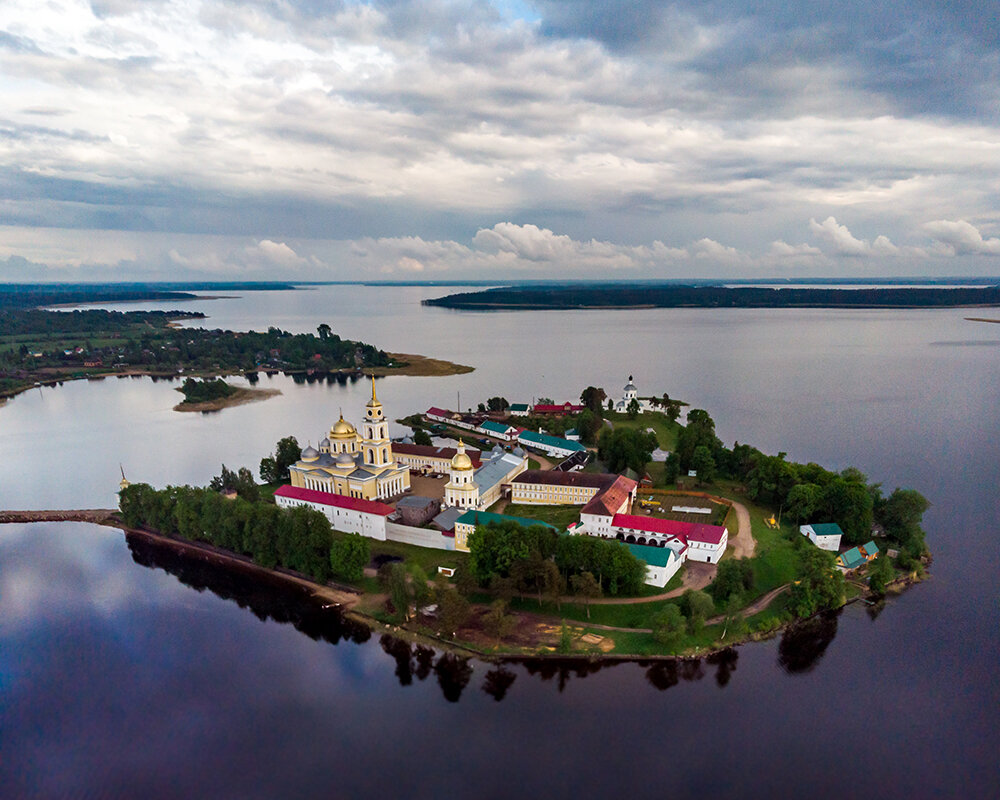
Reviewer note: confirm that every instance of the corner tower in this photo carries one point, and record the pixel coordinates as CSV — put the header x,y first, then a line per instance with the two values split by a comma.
x,y
376,449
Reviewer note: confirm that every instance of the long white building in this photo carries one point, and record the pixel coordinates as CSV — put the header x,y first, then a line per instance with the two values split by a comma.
x,y
347,514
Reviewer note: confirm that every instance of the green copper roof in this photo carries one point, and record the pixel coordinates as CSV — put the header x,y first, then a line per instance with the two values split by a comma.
x,y
550,441
654,556
486,517
827,529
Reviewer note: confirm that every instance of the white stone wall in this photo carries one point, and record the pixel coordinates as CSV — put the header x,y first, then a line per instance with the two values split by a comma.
x,y
342,519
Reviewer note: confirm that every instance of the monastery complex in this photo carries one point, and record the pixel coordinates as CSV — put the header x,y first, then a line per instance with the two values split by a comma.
x,y
363,483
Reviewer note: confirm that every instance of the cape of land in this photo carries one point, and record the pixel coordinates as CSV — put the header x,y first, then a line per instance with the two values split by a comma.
x,y
40,347
32,295
616,295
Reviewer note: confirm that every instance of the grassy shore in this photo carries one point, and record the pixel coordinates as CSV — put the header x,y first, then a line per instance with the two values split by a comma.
x,y
239,397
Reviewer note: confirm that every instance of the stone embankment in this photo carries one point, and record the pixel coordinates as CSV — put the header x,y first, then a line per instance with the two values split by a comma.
x,y
100,516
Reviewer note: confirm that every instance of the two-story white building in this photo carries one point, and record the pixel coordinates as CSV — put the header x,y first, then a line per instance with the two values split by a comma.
x,y
347,514
825,535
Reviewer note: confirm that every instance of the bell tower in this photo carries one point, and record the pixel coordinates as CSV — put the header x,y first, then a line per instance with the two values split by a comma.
x,y
376,449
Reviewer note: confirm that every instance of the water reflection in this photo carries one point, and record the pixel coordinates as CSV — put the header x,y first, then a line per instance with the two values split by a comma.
x,y
265,599
803,645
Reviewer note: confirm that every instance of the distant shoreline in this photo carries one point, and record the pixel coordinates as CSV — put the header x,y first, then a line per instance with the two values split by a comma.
x,y
240,397
628,297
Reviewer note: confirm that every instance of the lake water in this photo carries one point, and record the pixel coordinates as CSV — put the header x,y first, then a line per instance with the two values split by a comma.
x,y
125,672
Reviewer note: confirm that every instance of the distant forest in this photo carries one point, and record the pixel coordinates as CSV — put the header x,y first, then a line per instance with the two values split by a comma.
x,y
32,295
673,296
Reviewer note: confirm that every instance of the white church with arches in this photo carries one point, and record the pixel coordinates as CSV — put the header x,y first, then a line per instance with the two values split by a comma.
x,y
354,464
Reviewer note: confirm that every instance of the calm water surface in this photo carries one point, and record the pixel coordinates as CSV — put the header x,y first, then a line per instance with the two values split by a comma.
x,y
126,673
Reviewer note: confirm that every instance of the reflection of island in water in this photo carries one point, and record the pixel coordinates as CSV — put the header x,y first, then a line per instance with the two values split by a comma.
x,y
800,649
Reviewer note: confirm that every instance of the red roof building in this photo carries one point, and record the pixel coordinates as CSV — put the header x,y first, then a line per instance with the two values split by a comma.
x,y
556,410
335,500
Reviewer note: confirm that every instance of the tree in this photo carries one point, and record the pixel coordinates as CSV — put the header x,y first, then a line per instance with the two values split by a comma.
x,y
349,556
420,586
733,576
671,469
588,425
392,578
565,639
668,625
703,463
274,468
900,515
586,586
624,448
497,622
453,612
593,398
821,585
850,504
880,573
803,500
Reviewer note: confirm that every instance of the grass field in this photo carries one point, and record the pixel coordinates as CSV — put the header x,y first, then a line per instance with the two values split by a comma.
x,y
666,431
560,516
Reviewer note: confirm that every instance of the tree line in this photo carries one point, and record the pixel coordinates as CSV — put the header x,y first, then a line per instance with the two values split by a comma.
x,y
298,538
802,492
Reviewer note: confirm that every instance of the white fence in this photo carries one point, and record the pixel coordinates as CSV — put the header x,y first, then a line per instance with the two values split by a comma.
x,y
421,537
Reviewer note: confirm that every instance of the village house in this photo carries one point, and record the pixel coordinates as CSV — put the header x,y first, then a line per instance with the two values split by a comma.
x,y
825,535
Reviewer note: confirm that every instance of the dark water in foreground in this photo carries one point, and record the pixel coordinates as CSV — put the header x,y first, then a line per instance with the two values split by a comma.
x,y
126,672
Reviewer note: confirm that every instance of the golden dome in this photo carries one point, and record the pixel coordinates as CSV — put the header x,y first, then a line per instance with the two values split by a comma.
x,y
342,429
461,461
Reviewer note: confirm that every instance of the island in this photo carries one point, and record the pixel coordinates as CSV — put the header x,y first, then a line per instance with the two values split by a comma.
x,y
618,295
611,527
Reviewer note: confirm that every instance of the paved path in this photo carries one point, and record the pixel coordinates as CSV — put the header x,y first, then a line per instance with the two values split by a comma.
x,y
743,544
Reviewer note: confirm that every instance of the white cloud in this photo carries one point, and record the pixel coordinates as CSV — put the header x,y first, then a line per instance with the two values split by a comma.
x,y
959,237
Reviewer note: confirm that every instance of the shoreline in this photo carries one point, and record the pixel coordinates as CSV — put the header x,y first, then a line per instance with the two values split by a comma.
x,y
240,397
347,598
417,366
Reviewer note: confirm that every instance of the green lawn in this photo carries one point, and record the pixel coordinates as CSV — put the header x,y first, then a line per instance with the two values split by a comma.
x,y
429,560
666,431
560,516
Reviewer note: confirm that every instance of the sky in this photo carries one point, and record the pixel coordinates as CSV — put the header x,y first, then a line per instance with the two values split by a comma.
x,y
514,139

+++

| Direction |
Quote each record exactly as it stands, minus the pictures.

| Problem solution |
Reviewer note: confirm that every instance of the corner tower in this photo carries one point, and record the pixel coordinates as CSV — put the header x,y first, then a line per instance with the two values split by a comma.
x,y
376,449
Reviewer note: confirm that every instance of the long white building in this photo carries one point, and record the pixel coordinates as CSV — put the header x,y first, then a line per instance with the two values split by a comma.
x,y
347,514
Reviewer note: confirm that every instance of the green copper roof in this photo carries one point, and record the pixel coordinates as CSV — put the header x,y first, then a line per instance with the two values split by a comma.
x,y
550,441
654,556
486,517
827,529
Reviewer note: confirm that every instance of the white stone wall in this photo carries one point, and record the pixel coordinates as CSV — put the header x,y first, then a line per instance with the two values split by a comma.
x,y
342,519
Reviewer note: confirm that every instance of the monastery complex in this photo carries one point, and record the pixel coordinates as CSV — put the header x,y first, then a line per instance with the two values split by a comma.
x,y
363,483
Reviewer note: confirm that every instance of the cape of land in this photo carries one point, and record the pixel coordinates as CSV — put the header x,y first, then a line per instance with the two values split by a comma.
x,y
40,347
32,295
616,295
Reviewer note: confirm that every instance of the grassy shore in this photo carries one point, and record the pixel coordinates as CSV — put the header x,y first, then a line per instance with the two values split by a comma.
x,y
239,397
Reviewer note: confirm that every instance of the stone embankment in this photo carries one point, and record the pixel coordinates as CSV — put the header x,y first, then a line per instance with the two values split by a comma.
x,y
100,516
Reviewer note: confirm that every instance of the two-story white building in this photo carries one point, and record the pixel coordinates as CSV — put the header x,y first, then a line per instance with the two values split by a comma.
x,y
347,514
825,535
Reviewer note: confirm that every instance of the bell tower in this photo carries one point, and record the pixel coordinates as CSV — put the header x,y first, then a line per instance with the two values split by a comma.
x,y
376,449
Reviewer note: confirm that every instance of the water reflection in this photo carries one point, and record the pixel coordinates as CSV — put the header x,y first, then a line per instance with the two values split by a comma.
x,y
265,599
803,645
Reviewer note: confirm that every instance of the distant shoreline in this photo carries one point, and record the pixel coordinates as CSV — put the header x,y first, then a line per instance with the two values split by a comma.
x,y
240,397
628,297
Reviewer note: confirm that every instance of the lake water in this photo carries one point, and record the pixel coordinates as CSV — put the header x,y first, then a line per instance with the two values split by a comma.
x,y
125,672
Reviewer note: confirm that every instance of the distant forest in this photo carries one point, and record the pixel coordinates as CSV — put the header x,y first, then a line per instance with the two values split by a comma.
x,y
32,295
673,296
Reviewer note: confirm that every instance of the white church with arches in this photo carries one point, and record the pixel coordinates as CSV — put the header x,y first, then a line per instance with the two values split by a comma.
x,y
354,464
Reviewer note: confirm that every instance of the calm water surface in this photo carries one point, and record the pixel coordinates as CSV — put the header x,y first, then a line per instance with the two values split by a comma.
x,y
126,673
Reviewer note: confirm that every instance of the reflection of island in water in this photo carries one point, and record the pixel coordinates as CSV — put the header x,y first, then a line per instance with the two values split by a comma.
x,y
800,649
Reviewer note: confirm that every instance of the red roof building in this photo carries one point, and record the pixel coordinates as CSV — put the header x,y first, then a line per instance with the two values split by a comma.
x,y
556,410
335,500
Reviewer note: confirm that every instance of the tree in this photo carries one point, and record the pixel coordinates as CSV — put the header x,y first, then a line per instance with the two values split by a comma.
x,y
349,556
420,586
733,576
671,469
588,425
392,578
565,639
668,625
703,463
274,468
900,515
586,586
624,448
497,622
453,612
593,398
821,585
850,504
880,573
803,500
Reviewer note: confirm that every instance of the grass field in this photo carries one point, and record the pixel coordinates as CSV — put the header x,y first, then a line per instance with the two values split by a comma.
x,y
666,431
560,516
Reviewer note: confirm that every instance of the tree line in this photo carries one point, and record the pixel coordinates as CSV — put the header x,y first, then a line per instance with the two values split by a comma.
x,y
298,538
802,492
Reviewer note: confirm that every instance of the white fence in this photo carries one point, and record the pixel coordinates as CSV — put the header x,y first, then a line per instance with the two values split by a comma.
x,y
421,537
Reviewer note: confirm that every instance of the village house in this photo carries one point, and record the pixel coordinates as CSV — put the header x,y first, then a line per instance with the two values split by a comma.
x,y
825,535
Reviewer note: confirm that every instance of the dark water in foreground in this photo carries one point, and record the pixel coordinates as CSV — put the header x,y first, then a line per instance with the two values split by a comma.
x,y
126,672
Reviewer note: confirm that every instance of the golden dome in this photo carries one point, and record the pixel coordinates as CSV — put the header x,y first, then a line per instance with the two values split by a comma.
x,y
342,429
461,461
Reviewer note: confirm that every instance of the island in this photo carries one point, and record the pixel coordinates as CSV — put the header x,y first, then a line per instance with the two values split by a comma.
x,y
618,295
611,527
Reviewer note: confirm that every instance of the paved path in this photo carries one point, and record the pixel coordinates as CSV — put the header x,y first, then a line per instance with the two values split by a comma.
x,y
743,544
Reviewer note: confirm that every instance of the white cloud in this photo carries one point, and record the pixel coordinates as CSV — put the header x,y first, then a line per instance with the two values split by a comma.
x,y
959,237
Reviewer note: confirm that every instance of the shoreline in this photo carries one point, and record the pixel coordinates as CSV — put the header x,y first, then a line per instance with the two values split by a comma.
x,y
240,397
347,598
417,366
Reviewer note: confirm that every instance of the green lawn in this photo carries one point, and record the pixel coordinates as CSV — put the header x,y first, then a line per instance with the two values split by a comma.
x,y
429,560
666,431
560,516
Reviewer note: confirm that every instance of the sky in this photo carries one point, and record the pixel coordinates as CSV — put the header x,y first, then a line per instance with the two values split by a comma.
x,y
514,139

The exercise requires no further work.